> [課題の指示]
次のデータを、各行を1つの文字列とするJSONのリストとして出力せよ。空行は含めないこと。

保存済み項目:
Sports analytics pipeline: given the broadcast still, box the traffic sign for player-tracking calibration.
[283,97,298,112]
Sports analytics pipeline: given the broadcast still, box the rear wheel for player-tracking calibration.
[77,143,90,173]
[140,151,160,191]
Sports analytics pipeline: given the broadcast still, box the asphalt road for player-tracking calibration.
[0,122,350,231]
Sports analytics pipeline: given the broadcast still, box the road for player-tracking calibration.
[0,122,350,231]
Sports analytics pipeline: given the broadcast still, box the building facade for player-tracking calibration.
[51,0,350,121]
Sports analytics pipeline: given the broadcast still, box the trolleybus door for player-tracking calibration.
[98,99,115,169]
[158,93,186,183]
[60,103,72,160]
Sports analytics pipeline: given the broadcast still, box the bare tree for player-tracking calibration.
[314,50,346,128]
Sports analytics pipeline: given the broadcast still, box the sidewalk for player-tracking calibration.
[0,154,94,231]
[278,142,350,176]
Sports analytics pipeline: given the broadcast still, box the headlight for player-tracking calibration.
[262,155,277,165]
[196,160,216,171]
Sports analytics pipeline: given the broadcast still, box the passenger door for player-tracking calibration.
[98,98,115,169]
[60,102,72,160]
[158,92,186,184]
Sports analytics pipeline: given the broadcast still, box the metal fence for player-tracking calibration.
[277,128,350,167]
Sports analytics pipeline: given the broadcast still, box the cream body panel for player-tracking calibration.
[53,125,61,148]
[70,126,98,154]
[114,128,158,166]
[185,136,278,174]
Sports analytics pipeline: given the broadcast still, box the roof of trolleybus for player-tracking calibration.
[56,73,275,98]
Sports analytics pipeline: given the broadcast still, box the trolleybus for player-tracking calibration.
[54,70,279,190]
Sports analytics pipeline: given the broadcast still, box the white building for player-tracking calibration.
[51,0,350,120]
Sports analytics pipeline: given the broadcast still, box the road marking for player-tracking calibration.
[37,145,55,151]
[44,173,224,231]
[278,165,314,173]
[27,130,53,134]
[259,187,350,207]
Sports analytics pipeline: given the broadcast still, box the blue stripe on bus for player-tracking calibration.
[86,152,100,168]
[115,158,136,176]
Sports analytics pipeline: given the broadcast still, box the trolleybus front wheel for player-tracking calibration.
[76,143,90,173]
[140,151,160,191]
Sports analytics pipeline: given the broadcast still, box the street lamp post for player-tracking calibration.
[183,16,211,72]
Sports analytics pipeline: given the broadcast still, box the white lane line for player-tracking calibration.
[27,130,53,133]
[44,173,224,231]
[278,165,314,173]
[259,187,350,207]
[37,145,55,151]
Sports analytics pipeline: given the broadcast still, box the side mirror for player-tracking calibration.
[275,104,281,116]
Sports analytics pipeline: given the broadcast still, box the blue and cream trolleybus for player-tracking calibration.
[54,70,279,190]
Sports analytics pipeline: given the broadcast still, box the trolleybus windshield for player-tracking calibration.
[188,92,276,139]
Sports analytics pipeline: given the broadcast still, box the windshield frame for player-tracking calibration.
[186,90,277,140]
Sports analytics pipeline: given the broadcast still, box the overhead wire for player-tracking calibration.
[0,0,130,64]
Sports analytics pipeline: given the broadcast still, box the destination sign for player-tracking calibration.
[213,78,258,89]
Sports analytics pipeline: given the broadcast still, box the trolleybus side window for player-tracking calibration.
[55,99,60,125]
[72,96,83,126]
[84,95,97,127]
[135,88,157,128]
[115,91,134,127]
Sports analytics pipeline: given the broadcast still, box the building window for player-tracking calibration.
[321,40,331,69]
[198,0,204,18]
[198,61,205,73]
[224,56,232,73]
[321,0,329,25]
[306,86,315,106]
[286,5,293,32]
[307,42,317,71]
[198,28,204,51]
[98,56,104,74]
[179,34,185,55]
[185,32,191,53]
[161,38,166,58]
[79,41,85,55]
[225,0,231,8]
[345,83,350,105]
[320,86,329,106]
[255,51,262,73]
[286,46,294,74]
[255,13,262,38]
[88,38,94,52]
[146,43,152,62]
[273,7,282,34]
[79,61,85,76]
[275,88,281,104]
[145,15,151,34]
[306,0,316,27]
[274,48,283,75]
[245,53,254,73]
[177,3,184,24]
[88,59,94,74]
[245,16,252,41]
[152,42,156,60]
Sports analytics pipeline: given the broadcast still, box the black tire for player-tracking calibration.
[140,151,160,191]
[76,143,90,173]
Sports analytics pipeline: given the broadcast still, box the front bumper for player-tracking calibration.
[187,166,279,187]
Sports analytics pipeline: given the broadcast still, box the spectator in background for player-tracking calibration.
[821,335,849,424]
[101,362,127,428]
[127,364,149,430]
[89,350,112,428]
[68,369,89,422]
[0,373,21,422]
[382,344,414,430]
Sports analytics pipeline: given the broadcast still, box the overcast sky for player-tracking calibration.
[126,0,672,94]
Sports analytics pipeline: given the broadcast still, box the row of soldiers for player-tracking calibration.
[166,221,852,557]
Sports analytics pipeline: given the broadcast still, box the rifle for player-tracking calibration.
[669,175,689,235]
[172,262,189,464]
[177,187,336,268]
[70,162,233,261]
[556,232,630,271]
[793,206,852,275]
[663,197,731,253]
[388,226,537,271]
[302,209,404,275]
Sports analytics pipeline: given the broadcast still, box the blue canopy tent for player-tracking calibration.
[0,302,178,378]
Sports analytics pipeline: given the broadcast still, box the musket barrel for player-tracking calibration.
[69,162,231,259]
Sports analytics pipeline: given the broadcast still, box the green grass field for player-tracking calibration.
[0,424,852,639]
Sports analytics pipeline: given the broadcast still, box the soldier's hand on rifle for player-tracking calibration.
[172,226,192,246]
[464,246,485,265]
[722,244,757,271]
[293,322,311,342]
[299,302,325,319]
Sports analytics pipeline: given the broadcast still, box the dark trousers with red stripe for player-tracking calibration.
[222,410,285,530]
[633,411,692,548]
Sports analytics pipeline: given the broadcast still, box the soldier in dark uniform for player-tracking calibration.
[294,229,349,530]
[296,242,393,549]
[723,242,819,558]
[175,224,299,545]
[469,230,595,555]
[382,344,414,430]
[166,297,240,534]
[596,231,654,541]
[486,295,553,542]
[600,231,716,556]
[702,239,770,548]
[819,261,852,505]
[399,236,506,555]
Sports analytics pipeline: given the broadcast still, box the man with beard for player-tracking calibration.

> [本課題の解答]
[
  "Sports analytics pipeline: given the broadcast still, box the traffic sign for player-tracking calibration.",
  "[283,97,298,112]",
  "Sports analytics pipeline: given the broadcast still, box the rear wheel for player-tracking calibration.",
  "[77,143,90,173]",
  "[140,151,160,191]",
  "Sports analytics pipeline: given the broadcast still, box the asphalt road for player-tracking calibration.",
  "[0,122,350,231]",
  "Sports analytics pipeline: given the broadcast still, box the road for player-tracking calibration.",
  "[0,122,350,231]",
  "Sports analytics pipeline: given the broadcast still, box the building facade for player-tracking calibration.",
  "[51,0,350,121]",
  "Sports analytics pipeline: given the broadcast still, box the trolleybus door for player-tracking calibration.",
  "[98,99,115,169]",
  "[158,93,186,183]",
  "[60,103,72,160]",
  "Sports analytics pipeline: given the broadcast still, box the bare tree for player-tracking calibration.",
  "[314,50,346,128]",
  "Sports analytics pipeline: given the broadcast still, box the sidewalk for player-tracking calibration.",
  "[0,154,94,231]",
  "[278,142,350,176]",
  "Sports analytics pipeline: given the broadcast still, box the headlight for player-tracking calibration.",
  "[262,155,277,165]",
  "[196,160,216,171]",
  "Sports analytics pipeline: given the broadcast still, box the passenger door for player-tracking calibration.",
  "[98,98,115,169]",
  "[60,102,72,160]",
  "[158,92,186,184]",
  "Sports analytics pipeline: given the broadcast still, box the metal fence for player-tracking calibration.",
  "[277,128,350,167]",
  "Sports analytics pipeline: given the broadcast still, box the cream body panel for player-tracking calibration.",
  "[53,125,61,148]",
  "[70,126,98,154]",
  "[114,128,158,166]",
  "[185,136,278,174]",
  "Sports analytics pipeline: given the broadcast still, box the roof of trolleybus for player-tracking calibration.",
  "[56,73,275,98]",
  "Sports analytics pipeline: given the broadcast still, box the trolleybus for player-tracking calibration.",
  "[54,70,279,190]",
  "Sports analytics pipeline: given the broadcast still, box the white building for player-tracking calibration.",
  "[51,0,350,120]",
  "Sports analytics pipeline: given the broadcast still, box the road marking for player-tracking calibration.",
  "[37,145,55,151]",
  "[44,173,224,231]",
  "[278,165,314,173]",
  "[27,130,53,134]",
  "[259,187,350,207]",
  "Sports analytics pipeline: given the broadcast still, box the blue stripe on bus for player-tracking calibration.",
  "[86,152,100,168]",
  "[115,158,136,176]",
  "Sports analytics pipeline: given the broadcast still, box the trolleybus front wheel for player-tracking calibration.",
  "[76,143,90,173]",
  "[140,151,160,191]",
  "Sports analytics pipeline: given the broadcast still, box the street lamp post for player-tracking calibration.",
  "[183,16,211,72]",
  "Sports analytics pipeline: given the broadcast still, box the white lane line for player-tracking calibration.",
  "[27,130,53,133]",
  "[44,173,224,231]",
  "[278,165,314,173]",
  "[259,187,350,207]",
  "[37,145,55,151]",
  "Sports analytics pipeline: given the broadcast still, box the side mirror for player-tracking calibration.",
  "[275,104,281,116]",
  "Sports analytics pipeline: given the broadcast still, box the blue and cream trolleybus for player-tracking calibration.",
  "[54,70,279,190]",
  "Sports analytics pipeline: given the broadcast still, box the trolleybus windshield for player-tracking calibration.",
  "[188,92,276,139]",
  "Sports analytics pipeline: given the broadcast still, box the windshield frame for player-tracking calibration.",
  "[186,90,277,140]",
  "Sports analytics pipeline: given the broadcast still, box the overhead wire for player-tracking calibration.",
  "[0,0,130,64]",
  "Sports analytics pipeline: given the broadcast still, box the destination sign for player-tracking calibration.",
  "[213,78,258,89]",
  "Sports analytics pipeline: given the broadcast still, box the trolleybus side window for player-tracking calibration.",
  "[55,99,60,125]",
  "[72,96,83,126]",
  "[84,95,97,127]",
  "[135,88,157,128]",
  "[115,91,134,127]",
  "Sports analytics pipeline: given the broadcast still, box the building window for player-tracking calibration.",
  "[321,40,331,69]",
  "[198,0,204,18]",
  "[198,61,205,73]",
  "[224,56,232,73]",
  "[321,0,329,25]",
  "[306,86,315,106]",
  "[286,5,293,32]",
  "[307,42,317,71]",
  "[198,28,204,51]",
  "[98,56,104,74]",
  "[179,34,185,55]",
  "[185,32,191,53]",
  "[161,38,166,58]",
  "[79,41,85,55]",
  "[225,0,231,8]",
  "[345,83,350,105]",
  "[320,86,329,106]",
  "[255,51,262,73]",
  "[286,46,294,74]",
  "[255,13,262,38]",
  "[88,38,94,52]",
  "[146,43,152,62]",
  "[273,7,282,34]",
  "[79,61,85,76]",
  "[275,88,281,104]",
  "[145,15,151,34]",
  "[306,0,316,27]",
  "[274,48,283,75]",
  "[245,53,254,73]",
  "[177,3,184,24]",
  "[88,59,94,74]",
  "[245,16,252,41]",
  "[152,42,156,60]",
  "Sports analytics pipeline: given the broadcast still, box the black tire for player-tracking calibration.",
  "[140,151,160,191]",
  "[76,143,90,173]",
  "Sports analytics pipeline: given the broadcast still, box the front bumper for player-tracking calibration.",
  "[187,166,279,187]",
  "Sports analytics pipeline: given the broadcast still, box the spectator in background for player-tracking calibration.",
  "[821,335,849,424]",
  "[101,362,127,428]",
  "[127,364,149,430]",
  "[89,350,112,428]",
  "[68,369,89,422]",
  "[0,373,21,422]",
  "[382,344,414,430]",
  "Sports analytics pipeline: given the broadcast still, box the overcast sky for player-tracking calibration.",
  "[126,0,672,94]",
  "Sports analytics pipeline: given the broadcast still, box the row of soldiers for player-tracking calibration.",
  "[166,221,852,557]",
  "Sports analytics pipeline: given the broadcast still, box the rifle for player-tracking calibration.",
  "[669,175,689,235]",
  "[172,262,189,464]",
  "[177,187,336,268]",
  "[70,162,233,261]",
  "[556,232,630,271]",
  "[793,206,852,275]",
  "[663,197,731,253]",
  "[388,226,537,271]",
  "[302,209,404,275]",
  "Sports analytics pipeline: given the broadcast still, box the blue canopy tent for player-tracking calibration.",
  "[0,302,178,378]",
  "Sports analytics pipeline: given the broadcast still, box the musket barrel for player-tracking calibration.",
  "[69,162,231,259]",
  "Sports analytics pipeline: given the broadcast still, box the green grass field for player-tracking calibration.",
  "[0,424,852,639]",
  "Sports analytics pipeline: given the broadcast still, box the soldier's hand on rifle for player-tracking calibration.",
  "[172,226,192,246]",
  "[464,246,485,265]",
  "[722,244,757,271]",
  "[293,322,311,342]",
  "[299,302,325,319]",
  "Sports analytics pipeline: given the broadcast still, box the dark trousers with red stripe for player-tracking calibration.",
  "[222,410,285,530]",
  "[633,411,692,548]",
  "Sports analytics pipeline: given the broadcast still, box the soldier in dark uniform for player-tracking calibration.",
  "[294,229,349,530]",
  "[296,242,393,549]",
  "[723,242,819,558]",
  "[175,224,299,545]",
  "[469,230,595,555]",
  "[382,344,414,430]",
  "[166,297,240,534]",
  "[596,231,654,541]",
  "[486,295,553,542]",
  "[600,231,716,556]",
  "[702,239,770,548]",
  "[819,261,852,505]",
  "[399,236,506,555]",
  "Sports analytics pipeline: given the broadcast still, box the man with beard for player-tracking calibration."
]